── GIVEN DATA

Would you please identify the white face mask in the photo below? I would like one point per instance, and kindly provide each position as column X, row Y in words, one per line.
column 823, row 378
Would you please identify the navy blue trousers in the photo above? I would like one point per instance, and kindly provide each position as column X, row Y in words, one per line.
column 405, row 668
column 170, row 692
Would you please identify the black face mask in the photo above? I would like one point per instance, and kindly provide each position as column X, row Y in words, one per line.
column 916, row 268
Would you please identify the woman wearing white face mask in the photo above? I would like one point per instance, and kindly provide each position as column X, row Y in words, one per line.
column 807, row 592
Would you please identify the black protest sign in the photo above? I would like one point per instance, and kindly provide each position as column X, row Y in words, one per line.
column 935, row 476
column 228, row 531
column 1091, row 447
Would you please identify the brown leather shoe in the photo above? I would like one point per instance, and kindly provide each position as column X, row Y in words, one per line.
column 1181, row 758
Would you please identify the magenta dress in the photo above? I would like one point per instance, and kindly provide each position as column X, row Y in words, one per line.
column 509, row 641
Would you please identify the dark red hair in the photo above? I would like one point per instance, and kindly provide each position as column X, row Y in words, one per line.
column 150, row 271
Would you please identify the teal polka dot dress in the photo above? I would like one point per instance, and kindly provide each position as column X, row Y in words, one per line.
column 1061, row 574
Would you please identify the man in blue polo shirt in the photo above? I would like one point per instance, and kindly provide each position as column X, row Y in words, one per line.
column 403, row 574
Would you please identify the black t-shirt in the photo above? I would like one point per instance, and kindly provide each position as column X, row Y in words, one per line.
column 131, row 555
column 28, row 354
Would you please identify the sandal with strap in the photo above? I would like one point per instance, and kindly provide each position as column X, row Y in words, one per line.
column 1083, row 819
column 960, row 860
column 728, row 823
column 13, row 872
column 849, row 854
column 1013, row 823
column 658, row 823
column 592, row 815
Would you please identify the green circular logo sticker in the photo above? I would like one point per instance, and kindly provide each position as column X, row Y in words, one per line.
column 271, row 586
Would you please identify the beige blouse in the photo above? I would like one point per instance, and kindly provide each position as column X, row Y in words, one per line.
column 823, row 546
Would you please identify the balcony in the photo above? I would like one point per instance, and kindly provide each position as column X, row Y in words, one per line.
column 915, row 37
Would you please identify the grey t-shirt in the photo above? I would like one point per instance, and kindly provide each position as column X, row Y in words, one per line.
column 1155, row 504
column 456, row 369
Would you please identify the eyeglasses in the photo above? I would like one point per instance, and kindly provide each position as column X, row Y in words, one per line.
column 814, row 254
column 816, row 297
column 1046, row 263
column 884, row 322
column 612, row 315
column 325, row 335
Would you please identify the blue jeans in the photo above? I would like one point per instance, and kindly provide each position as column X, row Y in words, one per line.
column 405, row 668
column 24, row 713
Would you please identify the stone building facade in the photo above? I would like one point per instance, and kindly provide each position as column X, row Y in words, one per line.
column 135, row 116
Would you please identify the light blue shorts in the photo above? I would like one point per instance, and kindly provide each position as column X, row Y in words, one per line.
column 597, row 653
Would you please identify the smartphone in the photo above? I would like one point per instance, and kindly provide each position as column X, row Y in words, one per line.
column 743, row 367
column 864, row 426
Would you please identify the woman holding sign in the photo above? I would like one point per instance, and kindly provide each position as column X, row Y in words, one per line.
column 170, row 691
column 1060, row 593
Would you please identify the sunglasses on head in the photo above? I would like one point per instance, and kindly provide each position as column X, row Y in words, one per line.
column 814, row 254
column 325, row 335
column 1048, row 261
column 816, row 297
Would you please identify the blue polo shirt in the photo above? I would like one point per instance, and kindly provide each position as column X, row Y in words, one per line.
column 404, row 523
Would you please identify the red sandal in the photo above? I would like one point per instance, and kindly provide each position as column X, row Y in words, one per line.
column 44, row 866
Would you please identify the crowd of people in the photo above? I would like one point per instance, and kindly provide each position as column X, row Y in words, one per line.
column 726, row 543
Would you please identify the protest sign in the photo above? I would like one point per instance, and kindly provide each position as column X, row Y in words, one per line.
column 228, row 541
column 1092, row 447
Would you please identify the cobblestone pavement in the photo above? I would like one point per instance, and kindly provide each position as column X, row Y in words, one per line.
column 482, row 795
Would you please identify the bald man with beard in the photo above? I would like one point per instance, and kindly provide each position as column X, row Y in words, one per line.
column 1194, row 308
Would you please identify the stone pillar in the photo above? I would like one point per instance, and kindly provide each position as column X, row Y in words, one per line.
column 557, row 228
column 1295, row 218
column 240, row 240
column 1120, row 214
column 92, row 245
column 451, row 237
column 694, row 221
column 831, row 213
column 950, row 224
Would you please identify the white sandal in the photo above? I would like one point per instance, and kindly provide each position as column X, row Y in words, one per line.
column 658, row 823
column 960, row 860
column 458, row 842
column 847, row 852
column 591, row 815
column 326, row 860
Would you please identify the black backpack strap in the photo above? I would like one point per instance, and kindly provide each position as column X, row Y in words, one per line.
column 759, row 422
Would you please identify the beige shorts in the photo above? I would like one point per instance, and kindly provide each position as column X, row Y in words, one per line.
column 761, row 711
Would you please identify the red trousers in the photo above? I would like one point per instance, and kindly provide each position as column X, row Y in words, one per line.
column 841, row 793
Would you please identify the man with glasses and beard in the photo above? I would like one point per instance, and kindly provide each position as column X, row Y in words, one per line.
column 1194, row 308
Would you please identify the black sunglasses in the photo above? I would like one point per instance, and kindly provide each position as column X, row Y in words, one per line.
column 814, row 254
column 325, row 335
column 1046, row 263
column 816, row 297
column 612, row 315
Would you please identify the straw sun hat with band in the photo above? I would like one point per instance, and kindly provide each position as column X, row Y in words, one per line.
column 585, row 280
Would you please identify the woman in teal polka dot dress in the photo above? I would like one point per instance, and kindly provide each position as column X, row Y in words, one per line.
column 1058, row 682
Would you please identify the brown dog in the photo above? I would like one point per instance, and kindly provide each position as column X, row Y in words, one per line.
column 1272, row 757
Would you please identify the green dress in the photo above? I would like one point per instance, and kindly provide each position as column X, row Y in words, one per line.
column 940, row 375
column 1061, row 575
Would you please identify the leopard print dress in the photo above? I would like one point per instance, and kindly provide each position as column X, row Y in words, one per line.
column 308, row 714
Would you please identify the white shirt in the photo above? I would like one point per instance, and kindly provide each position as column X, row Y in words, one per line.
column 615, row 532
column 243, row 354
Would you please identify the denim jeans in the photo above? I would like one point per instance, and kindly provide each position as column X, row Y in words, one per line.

────

# WHAT THE TASK ASKS
Put all of the data above into a numbered list, one line per entry, and leave out any blank lines.

# CORRECT RESPONSE
1. Would you please identify the white face mask in the photo below? I would like one point per instance, and kindly provide each position as column X, row Y in words, one per line.
2. column 823, row 378
3. Would you please identify the navy blue trousers in the photo above? I would like one point per instance, and kindly provide each position as column X, row Y in words, one per line.
4. column 405, row 668
5. column 170, row 692
6. Would you please identify the black face mask in the photo above? I would like one point per instance, and kindly provide each position as column X, row Y in words, one per line.
7. column 916, row 268
8. Would you please identify the woman wearing white face mask in the photo above? I would like one point per instance, and kindly provide each position as column X, row Y in words, one per line.
9. column 807, row 592
10. Would you please identify the black protest sign in the photo above? I would like one point per instance, and kindly provide each position as column X, row Y in words, one per line.
11. column 935, row 476
12. column 228, row 531
13. column 1091, row 447
14. Would you please identify the brown leather shoe in the photo above? I would like one point per instance, and kindly provide each position as column X, row Y in words, one per line.
15. column 1181, row 758
16. Would you please identify the magenta dress in the photo above? I would like one point per instance, and kindly provide each position as column X, row Y in words, one per line.
17. column 509, row 641
18. Would you please identify the dark red hair in the photo above? I would like one point per instance, and kindly provide each position as column X, row Y in words, one per line.
19. column 150, row 271
20. Would you please identify the teal polka dot dress in the photo above? I would like one point per instance, and kindly provide each position as column X, row Y in words, one per line.
21. column 1061, row 574
22. Would you please identify the man in blue polo shirt in the photo above? I would like one point per instance, and kindly provide each position as column X, row Y in words, one per line.
23. column 403, row 574
24. Would you please identify the black t-shirt in the photo above? I would like one point per instance, and kindly provide each position as column X, row Y in words, one per line.
25. column 131, row 555
26. column 28, row 354
27. Would you please identify the sandal with strap in the photo above? I would like one point per instance, and kindly provide each position as column X, row Y in words, one per line.
28. column 1083, row 819
29. column 960, row 860
30. column 728, row 823
31. column 13, row 872
32. column 849, row 854
33. column 1013, row 823
34. column 658, row 823
35. column 592, row 815
36. Would you please identify the green circular logo sticker in the photo above? I would like one point per instance, and kindly provide each position as column X, row Y in words, one per line.
37. column 271, row 586
38. Would you please identify the beige blouse in the photo above? I would like one point per instance, and kindly provide each position as column X, row Y in words, one per line.
39. column 823, row 546
40. Would you please identify the balcony in the photo above? I would like one point per instance, and kindly provide each position as column X, row Y in words, one per line.
41. column 915, row 37
42. Would you please identify the grey t-shirt in the photo above? I would like one point per instance, and kindly provide each position as column X, row Y in words, one per line.
43. column 1155, row 504
44. column 456, row 369
45. Would you please identify the eyeglasses in the photo above? I would like one point per instance, and kindly provide each position as column X, row Y in words, one per line.
46. column 814, row 254
47. column 816, row 297
48. column 1046, row 263
49. column 884, row 322
50. column 612, row 315
51. column 325, row 335
52. Would you please identify the blue jeans in the photo above? I would like one point per instance, and kindly provide each position as column X, row Y in words, one per line.
53. column 405, row 668
54. column 24, row 713
55. Would you please identify the stone building facade in the photo above? I would like one point per instance, and kindly provide each position as column X, row Y in words, one per line.
56. column 135, row 116
57. Would you please identify the light blue shorts in the photo above? I would like one point per instance, and kindly provide each position as column X, row Y in words, one per line.
58. column 597, row 653
59. Would you please identify the smartphone in the photo above? I would like one point per instance, and kindly provide each position as column X, row Y in words, one per line.
60. column 743, row 367
61. column 864, row 426
62. Would you please identify the woman holding sign in the photo above? I would like one point per instance, and kindly provide each position as column X, row Y in words, one per line.
63. column 170, row 691
64. column 1060, row 593
65. Would you please identify the sunglasses on head in the photo above? I would like one point per instance, and kindly provide each position as column X, row Y in words, one per line.
66. column 814, row 254
67. column 325, row 335
68. column 1048, row 261
69. column 816, row 297
70. Would you please identify the blue polo shirt in the photo above? I would like one point per instance, and kindly provide each position as column X, row Y in words, one per line.
71. column 404, row 523
72. Would you please identify the red sandal in the photo above? I would like one point per instance, and kindly provide each position as column X, row Y in words, one per line.
73. column 44, row 866
74. Would you please identify the crowd of people in the photo above? I would like one point per instance, and kindly provide each position as column X, row Y in words, one per line.
75. column 726, row 543
76. Would you please identify the protest sign in the photo above? I would like one point per instance, and kindly provide each position as column X, row Y in words, one per line.
77. column 228, row 541
78. column 1092, row 447
79. Would you please identify the cobblestone pavement in the photo above? I would like one point per instance, and kindly provide each position as column X, row Y in words, one per line.
80. column 482, row 795
81. Would you please identify the bald man with beard in the photo above? I would like one point per instance, and kindly provide each position as column X, row Y in words, one per line.
82. column 1194, row 308
83. Would you please identify the stone pillar in the photo above? I would like one point per instance, and kindly provide each position as column X, row Y in words, one per line.
84. column 557, row 228
85. column 1295, row 218
86. column 240, row 240
87. column 1120, row 214
88. column 92, row 245
89. column 451, row 237
90. column 694, row 221
91. column 831, row 213
92. column 950, row 224
93. Would you please identify the white sandal in the photo above? I would like one point per instance, and kindly provide each position as column X, row Y in words, one per line.
94. column 658, row 823
95. column 960, row 860
96. column 458, row 842
97. column 847, row 852
98. column 591, row 815
99. column 326, row 860
100. Would you please identify the black backpack strap in the photo above? I would like one point per instance, and kindly provide each position as column X, row Y in words, one per line.
101. column 759, row 422
102. Would you please identify the beige shorts in the photo above? I would like one point per instance, and kindly provide each position as column X, row Y in words, one per line.
103. column 761, row 711
104. Would you please identify the red trousers in the photo above? I would like one point per instance, and kindly provide each position as column X, row Y in words, one per line.
105. column 841, row 793
106. Would you please identify the man with glasses and beard in the photo above? I would like one point per instance, and kindly provide each position as column X, row Y in words, one per line.
107. column 1194, row 308
108. Would you please identify the black sunglasses in the photo above? I would like one point per instance, and kindly provide each position as column X, row Y in words, one per line.
109. column 814, row 254
110. column 325, row 335
111. column 1046, row 263
112. column 816, row 297
113. column 612, row 315
114. Would you please identify the straw sun hat with band in the photo above? I would like one point per instance, and kindly provide each position as column X, row Y in words, one per line.
115. column 585, row 280
116. Would you please identify the woman in teal polka dot dress in the photo above? I would like one point per instance, and kindly provide each position as column X, row Y in words, one per line.
117. column 1058, row 682
118. Would you please identify the brown dog in the photo above? I would like one point per instance, and kindly provide each position as column X, row Y in words, one per line.
119. column 1272, row 757
120. Would you please identify the green dress in the photo above? I would like one point per instance, and kindly provide each position as column X, row Y in words, one per line.
121. column 940, row 375
122. column 1061, row 575
123. Would you please identify the leopard print dress in the photo above? I would like one point per instance, and kindly provide each position as column X, row Y in words, one per line.
124. column 308, row 714
125. Would you please identify the white shirt in the photo above? I would like one point per instance, and kindly provide each position as column X, row Y in words, one per line.
126. column 615, row 532
127. column 243, row 354
128. Would you please identify the denim jeans in the photo above? I would like one point per instance, and kindly provide each position as column X, row Y in words, one per line.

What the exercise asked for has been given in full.